Reproduce the data below exactly as written. Pictures do not belong in the copy.

Image-grounded pointing data:
++++

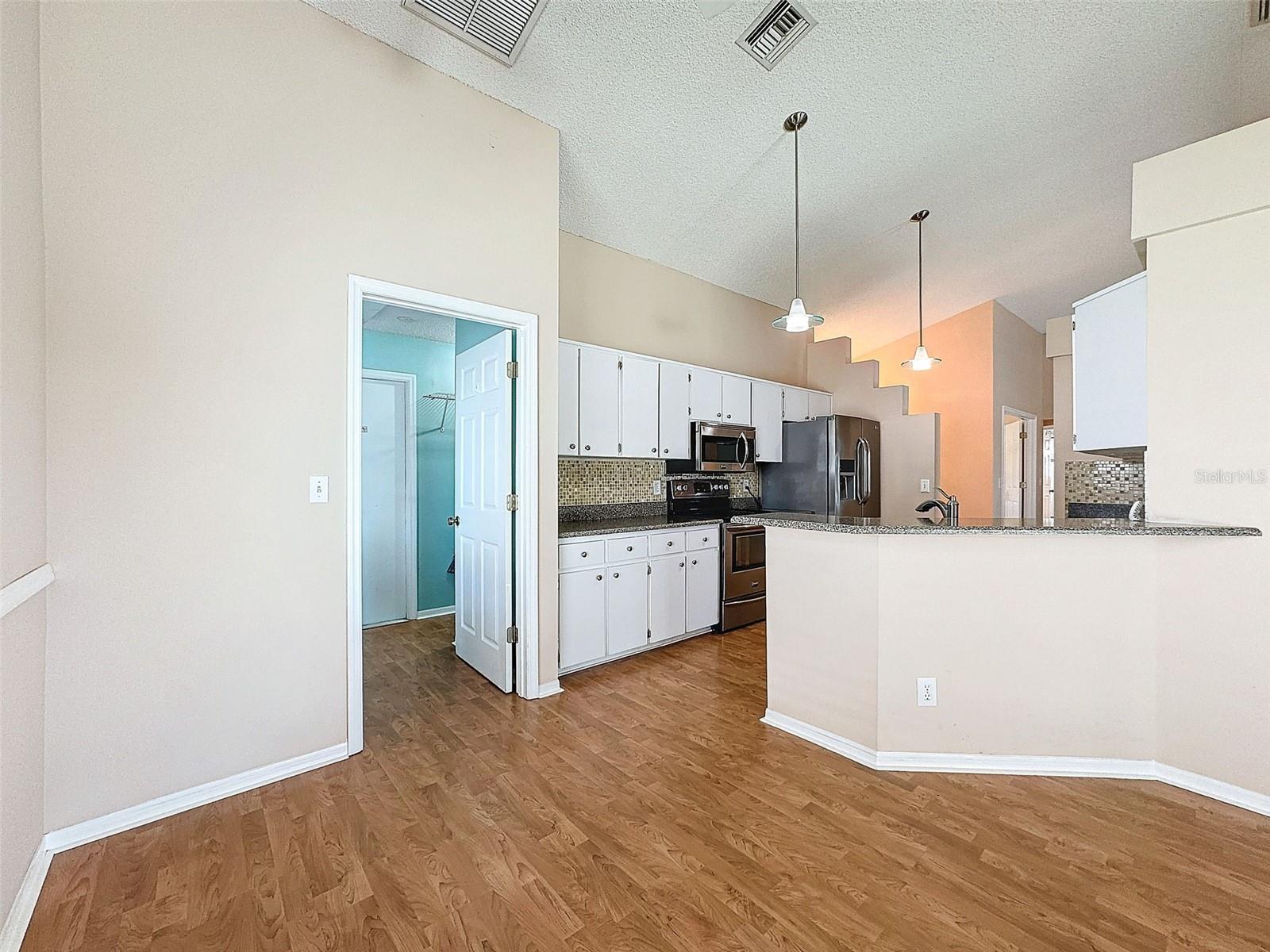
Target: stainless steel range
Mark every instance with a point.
(743, 585)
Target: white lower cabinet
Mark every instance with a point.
(702, 609)
(582, 617)
(668, 598)
(626, 607)
(638, 590)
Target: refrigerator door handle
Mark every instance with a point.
(864, 471)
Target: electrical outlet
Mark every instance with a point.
(926, 696)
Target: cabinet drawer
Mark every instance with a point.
(702, 537)
(581, 555)
(666, 543)
(620, 550)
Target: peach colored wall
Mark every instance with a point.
(960, 393)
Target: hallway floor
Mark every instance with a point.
(648, 809)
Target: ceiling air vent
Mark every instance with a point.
(775, 32)
(495, 27)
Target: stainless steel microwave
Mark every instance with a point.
(723, 448)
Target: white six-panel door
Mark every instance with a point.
(483, 482)
(384, 494)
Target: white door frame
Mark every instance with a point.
(1029, 498)
(526, 475)
(410, 437)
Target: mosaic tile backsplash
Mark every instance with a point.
(607, 482)
(1104, 482)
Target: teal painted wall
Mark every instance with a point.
(433, 367)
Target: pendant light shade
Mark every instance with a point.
(798, 319)
(921, 359)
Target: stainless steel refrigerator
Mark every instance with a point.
(832, 466)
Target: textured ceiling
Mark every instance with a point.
(1015, 124)
(404, 321)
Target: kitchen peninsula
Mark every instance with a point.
(1041, 639)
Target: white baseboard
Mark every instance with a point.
(171, 804)
(14, 928)
(435, 612)
(1041, 766)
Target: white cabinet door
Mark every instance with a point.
(702, 589)
(797, 404)
(598, 412)
(819, 405)
(736, 400)
(768, 432)
(626, 607)
(1109, 368)
(639, 408)
(675, 429)
(705, 395)
(568, 400)
(582, 617)
(667, 597)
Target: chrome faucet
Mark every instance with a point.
(950, 511)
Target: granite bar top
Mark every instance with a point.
(920, 526)
(611, 527)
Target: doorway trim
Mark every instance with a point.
(410, 437)
(1029, 499)
(525, 438)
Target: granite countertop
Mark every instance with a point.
(918, 526)
(641, 524)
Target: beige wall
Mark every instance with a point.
(1019, 382)
(960, 393)
(214, 173)
(1210, 409)
(613, 298)
(22, 446)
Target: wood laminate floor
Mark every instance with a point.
(647, 809)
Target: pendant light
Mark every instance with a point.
(798, 319)
(921, 359)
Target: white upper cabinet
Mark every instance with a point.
(819, 404)
(736, 400)
(568, 400)
(598, 405)
(639, 403)
(1109, 368)
(675, 429)
(705, 395)
(768, 416)
(797, 404)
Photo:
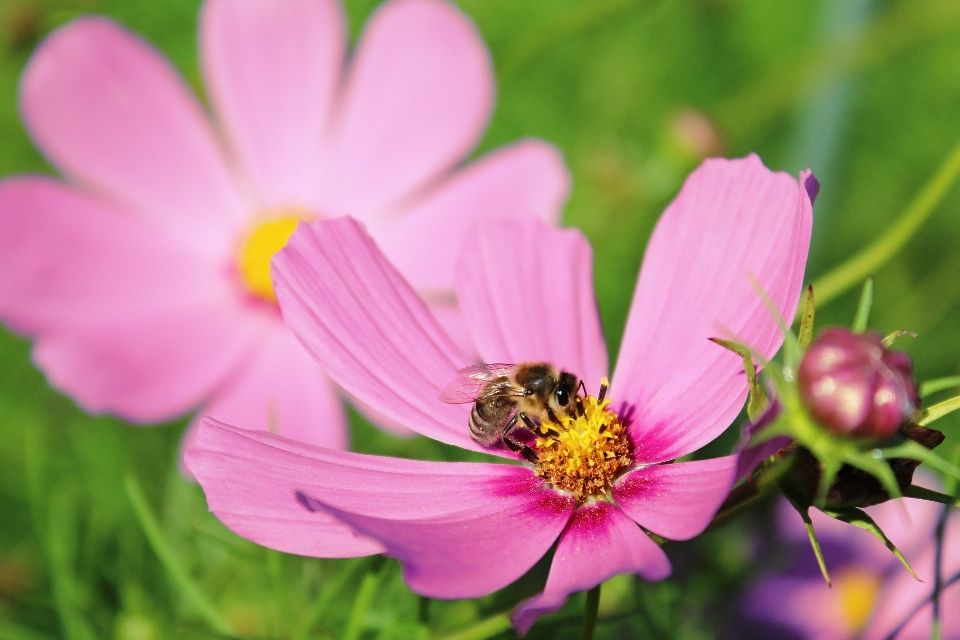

++++

- EXERCISE OUTPUT
Target: stainless steel range
Mark every instance with a point.
(743, 585)
Target: white lower cabinet
Mark every instance with a point.
(702, 609)
(582, 617)
(668, 598)
(626, 607)
(638, 590)
Target: refrigerator door handle
Mark every instance with a point.
(864, 471)
Target: electrical outlet
Mark every instance with a point.
(926, 696)
Target: cabinet drawer
Mark every instance with a point.
(702, 537)
(581, 555)
(666, 543)
(620, 550)
Target: peach colored wall
Mark every instance with a point.
(960, 393)
Target: hallway floor
Mark every instance with a point.
(648, 809)
Target: ceiling air vent
Mark every instance with a point.
(775, 32)
(495, 27)
Target: stainless steel microwave
Mark every instance with a point.
(723, 448)
Target: white six-panel door
Mark every instance with a point.
(483, 482)
(384, 494)
Target: white door frame
Mark every instance with a point.
(1029, 498)
(526, 475)
(410, 437)
Target: mosaic tile backsplash
Mark every instance with a point.
(607, 482)
(1104, 482)
Target: teal painted wall
Mark every instance with a point.
(433, 367)
Target: pendant light shade
Mark every instance with a point.
(798, 319)
(921, 359)
Target: stainless steel refrigerator
Mark every instance with a point.
(832, 466)
Target: textured ceiling
Mark every instance with a point.
(1015, 124)
(404, 321)
Target: kitchen peninsula
Mark every instance with a point.
(1041, 639)
Target: white baseboard
Mark every instance with a point.
(171, 804)
(14, 928)
(435, 612)
(1041, 766)
Target: white cabinet door
Mark every instance with a point.
(702, 589)
(797, 404)
(598, 412)
(819, 405)
(736, 400)
(768, 432)
(626, 607)
(1109, 368)
(639, 408)
(675, 429)
(705, 395)
(568, 400)
(582, 617)
(667, 597)
Target: chrome faucet
Mark every instance with a point.
(950, 511)
Target: granite bar top
Mark every instance with a point.
(920, 526)
(611, 527)
Target: doorway trim
Mark every instance with a point.
(410, 437)
(1029, 499)
(525, 438)
Target: granite countertop
Mark every instance with a point.
(918, 526)
(641, 524)
Target: beige wall
Mark every instance with a point.
(1019, 382)
(960, 393)
(214, 173)
(1210, 409)
(613, 298)
(22, 446)
Target: wood laminate floor
Mark every instance with a point.
(647, 809)
Target: pendant light
Mark every instance with a point.
(798, 319)
(921, 359)
Target: white upper cabinet
Mark every instance with a point.
(819, 404)
(736, 400)
(568, 400)
(598, 405)
(639, 403)
(1109, 368)
(675, 429)
(705, 395)
(768, 416)
(797, 404)
Photo:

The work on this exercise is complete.